• GIVEN INSTRUCTION:
Rescale the records from the line with "Each instance of the man in" to the line with "[[171, 369]]", writing out every one of those lines again. Multiply each coordinate in the answers by 2, rounding to whole numbers with halves going up, and leave all other lines, including their sample coordinates, unchanged.

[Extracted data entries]
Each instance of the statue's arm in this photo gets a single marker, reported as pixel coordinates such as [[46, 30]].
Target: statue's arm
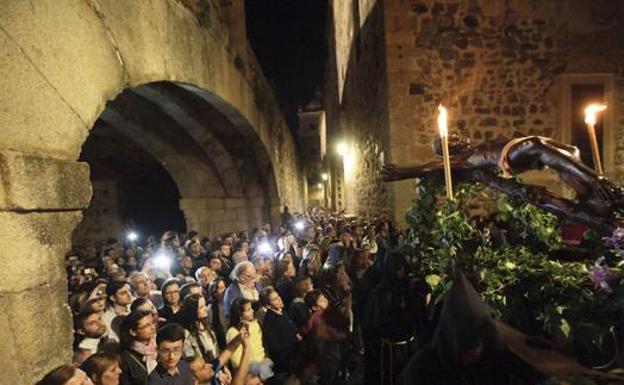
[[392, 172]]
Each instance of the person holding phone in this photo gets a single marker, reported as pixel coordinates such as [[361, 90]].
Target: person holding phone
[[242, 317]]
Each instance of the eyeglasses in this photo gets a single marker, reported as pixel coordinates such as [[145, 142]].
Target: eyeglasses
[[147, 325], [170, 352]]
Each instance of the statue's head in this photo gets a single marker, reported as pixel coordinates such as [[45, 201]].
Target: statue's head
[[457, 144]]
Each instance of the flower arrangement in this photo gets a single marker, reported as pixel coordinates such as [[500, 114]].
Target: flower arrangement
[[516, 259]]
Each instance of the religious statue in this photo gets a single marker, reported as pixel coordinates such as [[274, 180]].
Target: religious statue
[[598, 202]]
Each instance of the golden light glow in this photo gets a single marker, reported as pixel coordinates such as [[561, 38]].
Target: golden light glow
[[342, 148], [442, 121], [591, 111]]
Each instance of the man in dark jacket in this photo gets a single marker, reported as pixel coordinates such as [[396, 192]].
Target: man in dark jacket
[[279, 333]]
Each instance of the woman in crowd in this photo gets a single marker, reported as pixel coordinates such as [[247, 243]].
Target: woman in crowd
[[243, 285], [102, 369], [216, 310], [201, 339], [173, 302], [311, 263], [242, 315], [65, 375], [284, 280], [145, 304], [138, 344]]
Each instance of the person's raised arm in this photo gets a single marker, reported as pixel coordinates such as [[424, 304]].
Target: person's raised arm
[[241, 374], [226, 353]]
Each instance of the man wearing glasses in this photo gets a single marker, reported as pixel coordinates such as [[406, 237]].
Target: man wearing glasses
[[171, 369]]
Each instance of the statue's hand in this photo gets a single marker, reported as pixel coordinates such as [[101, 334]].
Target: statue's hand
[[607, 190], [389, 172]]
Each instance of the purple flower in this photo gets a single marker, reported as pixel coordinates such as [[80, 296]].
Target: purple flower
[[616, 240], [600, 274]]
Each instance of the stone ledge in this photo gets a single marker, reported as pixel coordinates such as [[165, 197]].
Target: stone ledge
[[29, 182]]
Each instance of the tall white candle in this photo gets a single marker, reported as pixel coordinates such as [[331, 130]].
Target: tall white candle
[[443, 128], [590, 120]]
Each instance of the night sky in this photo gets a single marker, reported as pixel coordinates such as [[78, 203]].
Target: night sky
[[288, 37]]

• WRITTEN RESPONSE:
Each instance of the man in dark jacket in this photo gets a single marker, reported as pixel coordinates such as [[396, 192]].
Target: man in dark jacket
[[558, 666]]
Each instance of the woman in crowd in this photo gets a single marker, reported as pixel coordinates such as [[247, 243]].
Target: woman in crowd
[[486, 570], [204, 738], [432, 620], [402, 678], [346, 604], [622, 526], [484, 630], [130, 750], [568, 560], [290, 608], [276, 688]]
Each instance of the person's raised arm in this photo gets a single marker, reported as pixel coordinates such as [[424, 304]].
Target: person's raised arm
[[482, 748], [452, 706]]
Each instance of the man wearing glasses in this photo gets a single marker, reported as pixel coordinates such as [[406, 237]].
Target: man wearing glasses
[[342, 738]]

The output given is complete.